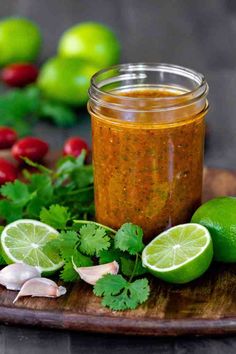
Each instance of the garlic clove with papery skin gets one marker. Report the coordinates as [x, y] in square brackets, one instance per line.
[41, 287]
[92, 274]
[15, 275]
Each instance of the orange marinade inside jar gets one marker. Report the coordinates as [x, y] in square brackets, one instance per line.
[147, 174]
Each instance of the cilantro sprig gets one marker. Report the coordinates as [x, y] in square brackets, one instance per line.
[22, 108]
[63, 199]
[56, 197]
[88, 243]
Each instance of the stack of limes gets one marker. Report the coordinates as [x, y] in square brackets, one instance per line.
[82, 50]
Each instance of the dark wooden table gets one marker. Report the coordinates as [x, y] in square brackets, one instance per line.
[198, 34]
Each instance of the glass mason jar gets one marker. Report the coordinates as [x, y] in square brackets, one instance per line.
[148, 144]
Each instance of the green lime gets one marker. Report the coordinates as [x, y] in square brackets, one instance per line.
[91, 41]
[219, 217]
[66, 80]
[180, 254]
[20, 40]
[23, 241]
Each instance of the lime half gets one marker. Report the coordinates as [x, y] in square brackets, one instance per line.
[180, 254]
[23, 241]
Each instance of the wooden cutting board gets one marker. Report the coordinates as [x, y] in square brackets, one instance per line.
[206, 306]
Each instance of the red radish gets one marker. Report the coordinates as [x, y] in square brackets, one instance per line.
[19, 75]
[33, 148]
[74, 146]
[8, 172]
[8, 137]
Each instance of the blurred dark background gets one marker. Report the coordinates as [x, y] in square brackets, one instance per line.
[196, 34]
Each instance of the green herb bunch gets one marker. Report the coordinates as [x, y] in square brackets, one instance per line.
[69, 186]
[22, 108]
[86, 243]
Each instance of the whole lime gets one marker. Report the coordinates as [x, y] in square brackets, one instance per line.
[91, 41]
[20, 40]
[219, 217]
[66, 80]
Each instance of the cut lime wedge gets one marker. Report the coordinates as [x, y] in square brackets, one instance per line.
[180, 254]
[23, 241]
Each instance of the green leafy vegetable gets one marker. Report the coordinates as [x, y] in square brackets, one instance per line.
[17, 192]
[56, 216]
[70, 187]
[130, 267]
[118, 294]
[129, 238]
[22, 108]
[93, 239]
[18, 108]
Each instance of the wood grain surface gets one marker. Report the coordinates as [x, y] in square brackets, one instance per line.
[206, 306]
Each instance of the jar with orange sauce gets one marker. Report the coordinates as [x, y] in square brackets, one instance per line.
[148, 143]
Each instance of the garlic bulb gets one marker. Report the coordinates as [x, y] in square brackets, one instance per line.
[92, 274]
[40, 287]
[15, 275]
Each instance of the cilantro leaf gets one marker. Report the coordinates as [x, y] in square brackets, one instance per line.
[56, 216]
[118, 294]
[9, 211]
[130, 267]
[109, 284]
[17, 192]
[68, 274]
[2, 260]
[129, 238]
[93, 239]
[109, 255]
[18, 108]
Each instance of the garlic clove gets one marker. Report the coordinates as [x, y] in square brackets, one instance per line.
[92, 274]
[41, 287]
[15, 275]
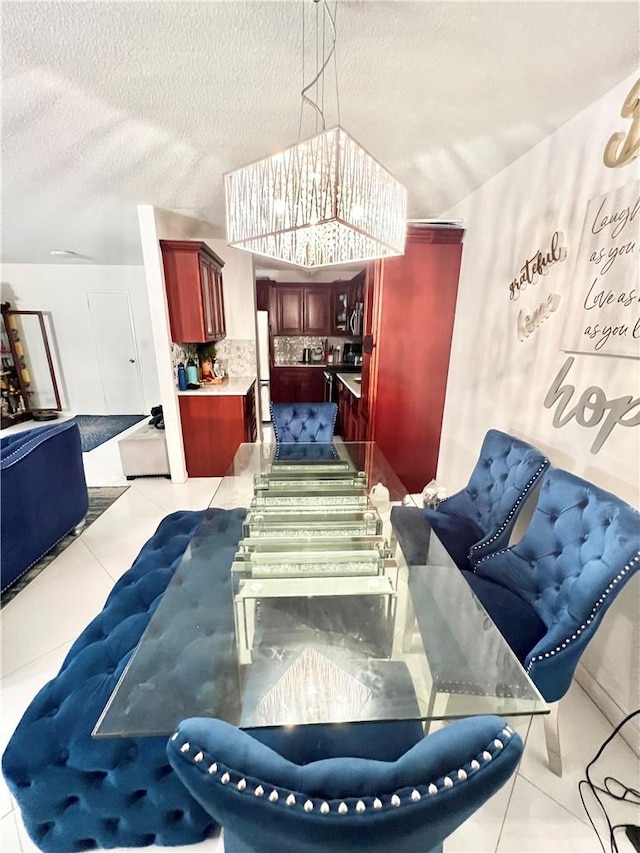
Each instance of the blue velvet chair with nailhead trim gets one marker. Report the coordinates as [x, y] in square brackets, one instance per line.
[549, 592]
[303, 422]
[477, 520]
[352, 805]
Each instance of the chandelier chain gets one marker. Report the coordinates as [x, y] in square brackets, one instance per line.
[320, 68]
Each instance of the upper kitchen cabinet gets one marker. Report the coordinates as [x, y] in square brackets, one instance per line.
[193, 279]
[302, 310]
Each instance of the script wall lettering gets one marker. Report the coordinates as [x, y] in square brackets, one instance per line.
[592, 408]
[528, 321]
[622, 149]
[604, 310]
[538, 264]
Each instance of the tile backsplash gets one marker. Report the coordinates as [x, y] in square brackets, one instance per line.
[236, 357]
[288, 350]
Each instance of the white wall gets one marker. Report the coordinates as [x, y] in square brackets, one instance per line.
[497, 380]
[62, 290]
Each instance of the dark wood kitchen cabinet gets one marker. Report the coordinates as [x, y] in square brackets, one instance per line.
[348, 413]
[302, 310]
[410, 303]
[297, 385]
[213, 427]
[193, 280]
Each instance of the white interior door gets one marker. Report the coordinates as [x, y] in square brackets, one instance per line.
[116, 351]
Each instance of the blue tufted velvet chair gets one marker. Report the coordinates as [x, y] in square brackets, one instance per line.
[478, 519]
[303, 422]
[352, 805]
[549, 593]
[44, 494]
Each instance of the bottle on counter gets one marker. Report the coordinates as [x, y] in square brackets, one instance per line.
[192, 374]
[182, 377]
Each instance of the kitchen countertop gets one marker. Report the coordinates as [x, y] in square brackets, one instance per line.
[348, 380]
[346, 366]
[233, 387]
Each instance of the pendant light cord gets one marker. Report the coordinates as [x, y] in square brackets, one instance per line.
[306, 99]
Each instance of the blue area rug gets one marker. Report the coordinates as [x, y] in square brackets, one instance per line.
[96, 429]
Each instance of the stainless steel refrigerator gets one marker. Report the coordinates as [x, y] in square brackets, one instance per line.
[264, 378]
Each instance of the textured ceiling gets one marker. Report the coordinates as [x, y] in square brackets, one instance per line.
[107, 105]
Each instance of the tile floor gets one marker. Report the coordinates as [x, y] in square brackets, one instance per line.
[536, 812]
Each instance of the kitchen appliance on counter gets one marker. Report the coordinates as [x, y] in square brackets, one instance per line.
[355, 320]
[352, 353]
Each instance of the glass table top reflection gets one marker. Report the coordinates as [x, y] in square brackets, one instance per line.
[317, 619]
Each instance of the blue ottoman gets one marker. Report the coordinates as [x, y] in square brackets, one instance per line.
[76, 792]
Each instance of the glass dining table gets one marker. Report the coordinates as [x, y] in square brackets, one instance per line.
[317, 618]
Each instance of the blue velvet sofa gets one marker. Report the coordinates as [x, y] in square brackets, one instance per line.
[76, 792]
[44, 494]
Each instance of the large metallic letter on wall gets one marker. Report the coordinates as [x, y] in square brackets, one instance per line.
[622, 149]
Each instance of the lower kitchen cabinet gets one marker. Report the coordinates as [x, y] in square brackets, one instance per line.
[297, 385]
[213, 427]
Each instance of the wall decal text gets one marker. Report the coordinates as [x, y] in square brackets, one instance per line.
[528, 322]
[622, 149]
[604, 310]
[538, 264]
[593, 407]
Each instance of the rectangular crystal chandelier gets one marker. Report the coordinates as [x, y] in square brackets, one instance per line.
[321, 202]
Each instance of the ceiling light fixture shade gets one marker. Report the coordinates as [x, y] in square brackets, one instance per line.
[321, 202]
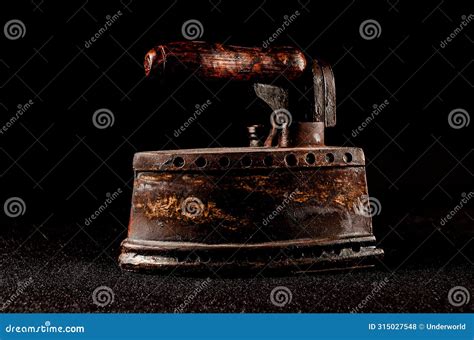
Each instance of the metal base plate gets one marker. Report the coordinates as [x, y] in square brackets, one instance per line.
[290, 258]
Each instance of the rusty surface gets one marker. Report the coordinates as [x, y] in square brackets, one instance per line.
[217, 61]
[285, 203]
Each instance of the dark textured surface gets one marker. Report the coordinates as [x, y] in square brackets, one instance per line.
[66, 274]
[62, 166]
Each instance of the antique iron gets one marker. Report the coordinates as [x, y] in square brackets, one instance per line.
[284, 203]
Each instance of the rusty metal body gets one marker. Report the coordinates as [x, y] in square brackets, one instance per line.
[288, 204]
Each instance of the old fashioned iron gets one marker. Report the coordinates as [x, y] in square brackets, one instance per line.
[286, 202]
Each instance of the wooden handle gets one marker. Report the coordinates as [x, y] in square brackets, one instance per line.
[216, 61]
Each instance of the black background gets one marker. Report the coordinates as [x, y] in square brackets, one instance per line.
[62, 166]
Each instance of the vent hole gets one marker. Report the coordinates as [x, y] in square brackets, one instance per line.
[291, 160]
[310, 158]
[268, 160]
[224, 162]
[200, 162]
[329, 157]
[246, 161]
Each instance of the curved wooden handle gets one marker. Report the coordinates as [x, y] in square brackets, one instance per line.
[216, 61]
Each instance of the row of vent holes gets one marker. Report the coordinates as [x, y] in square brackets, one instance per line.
[246, 161]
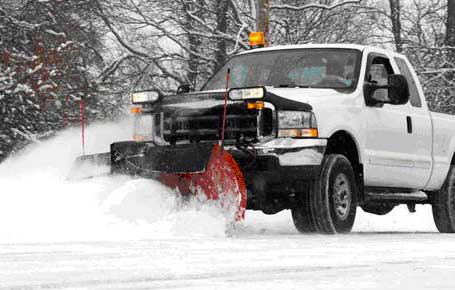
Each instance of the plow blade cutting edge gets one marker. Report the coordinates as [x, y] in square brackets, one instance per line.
[210, 172]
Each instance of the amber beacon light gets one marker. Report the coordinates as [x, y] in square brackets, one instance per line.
[257, 39]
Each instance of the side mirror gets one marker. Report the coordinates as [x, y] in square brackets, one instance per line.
[185, 88]
[397, 90]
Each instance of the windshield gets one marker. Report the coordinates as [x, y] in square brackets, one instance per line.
[330, 68]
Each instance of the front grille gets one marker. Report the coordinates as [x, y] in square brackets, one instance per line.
[248, 125]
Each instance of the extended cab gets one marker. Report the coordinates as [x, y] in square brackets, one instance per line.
[326, 128]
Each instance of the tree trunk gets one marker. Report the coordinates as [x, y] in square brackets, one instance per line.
[450, 32]
[222, 26]
[194, 43]
[263, 18]
[395, 10]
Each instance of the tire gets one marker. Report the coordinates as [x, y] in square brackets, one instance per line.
[443, 204]
[333, 198]
[378, 208]
[301, 216]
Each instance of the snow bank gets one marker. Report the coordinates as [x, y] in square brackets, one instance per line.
[38, 204]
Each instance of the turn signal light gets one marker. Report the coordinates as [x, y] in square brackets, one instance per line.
[257, 39]
[298, 133]
[255, 106]
[136, 110]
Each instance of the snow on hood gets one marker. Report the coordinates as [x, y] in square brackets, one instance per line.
[307, 95]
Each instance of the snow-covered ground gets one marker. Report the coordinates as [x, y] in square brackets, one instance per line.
[119, 233]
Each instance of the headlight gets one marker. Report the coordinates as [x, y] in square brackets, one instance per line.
[144, 97]
[297, 124]
[143, 125]
[247, 93]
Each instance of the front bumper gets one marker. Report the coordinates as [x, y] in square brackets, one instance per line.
[294, 152]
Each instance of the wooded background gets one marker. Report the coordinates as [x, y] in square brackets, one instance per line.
[54, 52]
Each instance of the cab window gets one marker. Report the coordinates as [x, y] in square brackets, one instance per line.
[414, 96]
[378, 71]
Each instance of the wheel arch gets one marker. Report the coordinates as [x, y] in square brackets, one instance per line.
[344, 143]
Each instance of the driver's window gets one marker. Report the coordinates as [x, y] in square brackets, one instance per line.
[378, 73]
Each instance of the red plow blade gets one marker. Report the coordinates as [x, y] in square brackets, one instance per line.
[221, 181]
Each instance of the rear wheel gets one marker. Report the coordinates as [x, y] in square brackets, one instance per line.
[333, 201]
[443, 203]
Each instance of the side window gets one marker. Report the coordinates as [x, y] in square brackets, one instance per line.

════

Problem: Emit verbatim the lines running from the one with "Each instance of the cab" through the last line of the data, both endpoints inclusive.

Result for this task:
Each instance of the cab window gets one marker. Report the coordinates as [x, y] in square brackets, one instance per line.
[414, 96]
[378, 71]
Each instance of the wheel arch gets one marker. Report the coordinates as [x, y] in square brackets, one instance per line.
[344, 143]
Each instance of the driver's window gets one marker. Report the coordinates as [x, y] in square brackets, one instance per line.
[378, 73]
Each instance of the red plow blade gets one marker. Report the coordinates as [x, y] in square brackets, one instance per line.
[221, 181]
Each instance of the rear wheel gets one marker. Report the coordinates as [x, y] in square brackets, one instance per line.
[333, 201]
[443, 203]
Each instance of the side window gets one marker. Report the coordinates as [x, y] in square brackets, one instance per line.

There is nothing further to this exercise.